--- Material provided ---
Start of Block

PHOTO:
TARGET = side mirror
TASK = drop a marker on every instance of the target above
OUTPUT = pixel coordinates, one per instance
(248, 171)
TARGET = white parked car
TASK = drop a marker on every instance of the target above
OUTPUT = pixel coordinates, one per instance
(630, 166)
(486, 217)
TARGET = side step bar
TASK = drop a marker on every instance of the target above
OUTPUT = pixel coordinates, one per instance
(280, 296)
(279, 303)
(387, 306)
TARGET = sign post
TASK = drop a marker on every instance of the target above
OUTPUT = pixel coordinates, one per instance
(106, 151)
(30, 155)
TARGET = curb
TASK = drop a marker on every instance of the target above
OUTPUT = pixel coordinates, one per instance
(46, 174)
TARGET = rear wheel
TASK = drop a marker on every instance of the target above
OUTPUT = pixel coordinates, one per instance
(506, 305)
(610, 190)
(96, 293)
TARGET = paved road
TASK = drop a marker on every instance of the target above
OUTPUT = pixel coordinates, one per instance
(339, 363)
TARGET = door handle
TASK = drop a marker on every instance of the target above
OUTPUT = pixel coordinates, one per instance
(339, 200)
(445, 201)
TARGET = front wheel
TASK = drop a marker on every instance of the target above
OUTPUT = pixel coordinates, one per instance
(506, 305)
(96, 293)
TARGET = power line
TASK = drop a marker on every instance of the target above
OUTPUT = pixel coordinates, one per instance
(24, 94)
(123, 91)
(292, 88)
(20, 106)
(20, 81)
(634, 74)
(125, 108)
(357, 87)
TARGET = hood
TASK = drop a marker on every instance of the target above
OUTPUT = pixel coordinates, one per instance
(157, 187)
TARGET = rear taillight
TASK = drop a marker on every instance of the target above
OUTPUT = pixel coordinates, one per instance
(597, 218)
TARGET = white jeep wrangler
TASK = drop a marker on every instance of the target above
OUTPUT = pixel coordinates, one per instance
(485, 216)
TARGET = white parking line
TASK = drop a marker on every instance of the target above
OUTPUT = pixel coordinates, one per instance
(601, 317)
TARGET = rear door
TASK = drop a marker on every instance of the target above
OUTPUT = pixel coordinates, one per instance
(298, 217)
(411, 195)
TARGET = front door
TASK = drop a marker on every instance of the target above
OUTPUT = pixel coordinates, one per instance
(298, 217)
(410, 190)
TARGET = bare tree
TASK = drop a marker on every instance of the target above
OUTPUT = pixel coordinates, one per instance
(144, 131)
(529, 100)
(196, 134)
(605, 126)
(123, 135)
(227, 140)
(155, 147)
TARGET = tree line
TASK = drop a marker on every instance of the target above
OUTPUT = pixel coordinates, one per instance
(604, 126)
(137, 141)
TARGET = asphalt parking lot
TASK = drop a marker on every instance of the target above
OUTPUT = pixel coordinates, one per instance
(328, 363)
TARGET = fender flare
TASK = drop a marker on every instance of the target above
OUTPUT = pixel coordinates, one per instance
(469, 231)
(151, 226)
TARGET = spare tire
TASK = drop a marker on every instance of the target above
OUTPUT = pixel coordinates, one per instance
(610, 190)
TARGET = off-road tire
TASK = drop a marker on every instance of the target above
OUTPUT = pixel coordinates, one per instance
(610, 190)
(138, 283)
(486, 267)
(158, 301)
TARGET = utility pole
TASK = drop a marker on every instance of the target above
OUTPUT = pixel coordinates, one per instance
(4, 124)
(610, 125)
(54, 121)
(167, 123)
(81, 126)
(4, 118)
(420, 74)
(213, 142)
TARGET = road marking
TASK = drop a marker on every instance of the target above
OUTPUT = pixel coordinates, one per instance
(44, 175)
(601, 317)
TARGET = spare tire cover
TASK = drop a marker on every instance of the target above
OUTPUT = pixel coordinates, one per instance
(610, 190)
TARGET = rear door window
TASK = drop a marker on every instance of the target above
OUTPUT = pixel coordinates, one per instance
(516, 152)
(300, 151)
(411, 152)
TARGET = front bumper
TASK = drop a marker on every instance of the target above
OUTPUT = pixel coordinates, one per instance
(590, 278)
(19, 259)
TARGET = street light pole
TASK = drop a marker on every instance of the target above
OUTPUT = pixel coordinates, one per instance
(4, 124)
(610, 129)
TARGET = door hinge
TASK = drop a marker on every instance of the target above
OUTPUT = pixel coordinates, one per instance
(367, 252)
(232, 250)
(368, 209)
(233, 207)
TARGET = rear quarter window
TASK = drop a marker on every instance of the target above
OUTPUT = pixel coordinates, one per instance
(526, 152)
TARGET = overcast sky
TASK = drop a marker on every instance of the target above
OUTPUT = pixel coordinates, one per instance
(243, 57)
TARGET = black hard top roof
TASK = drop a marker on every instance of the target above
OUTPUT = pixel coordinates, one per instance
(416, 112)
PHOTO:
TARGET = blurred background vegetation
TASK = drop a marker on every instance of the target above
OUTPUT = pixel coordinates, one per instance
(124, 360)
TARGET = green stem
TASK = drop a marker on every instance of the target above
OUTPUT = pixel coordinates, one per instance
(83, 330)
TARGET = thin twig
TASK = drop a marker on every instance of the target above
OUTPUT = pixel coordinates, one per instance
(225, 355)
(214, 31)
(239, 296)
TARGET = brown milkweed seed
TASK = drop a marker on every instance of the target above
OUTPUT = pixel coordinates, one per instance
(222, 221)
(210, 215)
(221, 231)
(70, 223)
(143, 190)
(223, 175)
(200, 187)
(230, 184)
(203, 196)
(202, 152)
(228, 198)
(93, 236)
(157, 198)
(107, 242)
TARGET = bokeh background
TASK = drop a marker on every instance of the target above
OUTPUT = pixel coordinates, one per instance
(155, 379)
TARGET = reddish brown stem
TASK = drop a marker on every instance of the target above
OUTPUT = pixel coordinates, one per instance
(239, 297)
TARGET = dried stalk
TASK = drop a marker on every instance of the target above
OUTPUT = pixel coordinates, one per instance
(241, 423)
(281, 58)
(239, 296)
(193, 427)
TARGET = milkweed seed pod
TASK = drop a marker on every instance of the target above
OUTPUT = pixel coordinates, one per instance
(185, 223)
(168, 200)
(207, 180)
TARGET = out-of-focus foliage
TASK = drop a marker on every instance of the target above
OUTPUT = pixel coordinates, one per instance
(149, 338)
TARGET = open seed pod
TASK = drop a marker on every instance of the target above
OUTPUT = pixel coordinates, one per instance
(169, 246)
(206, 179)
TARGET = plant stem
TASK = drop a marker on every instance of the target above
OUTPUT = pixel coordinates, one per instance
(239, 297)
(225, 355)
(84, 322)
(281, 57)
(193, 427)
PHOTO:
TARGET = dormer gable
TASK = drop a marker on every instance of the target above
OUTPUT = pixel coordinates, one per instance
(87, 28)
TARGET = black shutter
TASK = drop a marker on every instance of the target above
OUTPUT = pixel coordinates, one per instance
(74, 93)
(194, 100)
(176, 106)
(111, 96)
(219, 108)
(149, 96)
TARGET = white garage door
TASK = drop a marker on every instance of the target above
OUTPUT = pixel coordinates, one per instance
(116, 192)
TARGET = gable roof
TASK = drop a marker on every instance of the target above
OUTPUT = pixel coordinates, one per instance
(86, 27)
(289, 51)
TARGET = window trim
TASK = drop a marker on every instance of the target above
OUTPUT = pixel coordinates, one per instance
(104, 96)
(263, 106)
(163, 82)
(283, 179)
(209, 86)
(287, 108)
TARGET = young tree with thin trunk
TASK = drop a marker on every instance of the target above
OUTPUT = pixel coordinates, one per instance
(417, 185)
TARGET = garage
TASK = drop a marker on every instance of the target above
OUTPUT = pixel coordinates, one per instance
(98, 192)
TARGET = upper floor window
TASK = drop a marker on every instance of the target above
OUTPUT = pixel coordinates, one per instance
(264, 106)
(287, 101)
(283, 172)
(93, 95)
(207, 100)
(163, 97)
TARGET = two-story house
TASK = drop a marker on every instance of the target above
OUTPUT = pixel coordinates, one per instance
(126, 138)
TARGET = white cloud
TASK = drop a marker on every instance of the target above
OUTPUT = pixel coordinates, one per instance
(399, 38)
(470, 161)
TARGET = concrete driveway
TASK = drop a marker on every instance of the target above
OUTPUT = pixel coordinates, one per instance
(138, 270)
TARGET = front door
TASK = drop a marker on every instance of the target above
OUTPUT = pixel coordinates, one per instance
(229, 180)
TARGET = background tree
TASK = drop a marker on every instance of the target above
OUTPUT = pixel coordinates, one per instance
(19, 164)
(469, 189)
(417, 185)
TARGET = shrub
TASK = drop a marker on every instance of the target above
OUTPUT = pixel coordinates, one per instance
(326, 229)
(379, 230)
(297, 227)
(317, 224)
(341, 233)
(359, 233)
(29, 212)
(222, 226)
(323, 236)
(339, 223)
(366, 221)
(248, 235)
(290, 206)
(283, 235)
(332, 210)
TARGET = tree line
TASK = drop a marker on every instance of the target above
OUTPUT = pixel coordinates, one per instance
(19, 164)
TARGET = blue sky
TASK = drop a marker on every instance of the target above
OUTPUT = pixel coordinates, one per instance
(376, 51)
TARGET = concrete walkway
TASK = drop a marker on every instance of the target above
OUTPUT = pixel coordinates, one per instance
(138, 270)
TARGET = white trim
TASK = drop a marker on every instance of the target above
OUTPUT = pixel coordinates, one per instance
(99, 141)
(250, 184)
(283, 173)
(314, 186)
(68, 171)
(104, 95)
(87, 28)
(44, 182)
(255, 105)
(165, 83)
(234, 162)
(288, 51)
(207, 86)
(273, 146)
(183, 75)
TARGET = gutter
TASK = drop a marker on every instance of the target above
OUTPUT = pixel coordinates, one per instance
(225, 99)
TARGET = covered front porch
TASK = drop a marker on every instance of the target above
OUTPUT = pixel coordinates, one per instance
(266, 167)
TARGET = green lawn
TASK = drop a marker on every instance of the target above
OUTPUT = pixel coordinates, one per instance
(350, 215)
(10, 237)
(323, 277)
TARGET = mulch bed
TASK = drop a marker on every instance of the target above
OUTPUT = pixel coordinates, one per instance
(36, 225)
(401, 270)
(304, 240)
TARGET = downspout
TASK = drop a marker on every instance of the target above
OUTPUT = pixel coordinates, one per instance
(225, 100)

End of Block

Find the lines in the entries above where "wheel" occurs, and copy each of them.

--- Exercise answer ---
TARGET = rear wheel
TARGET = front wheel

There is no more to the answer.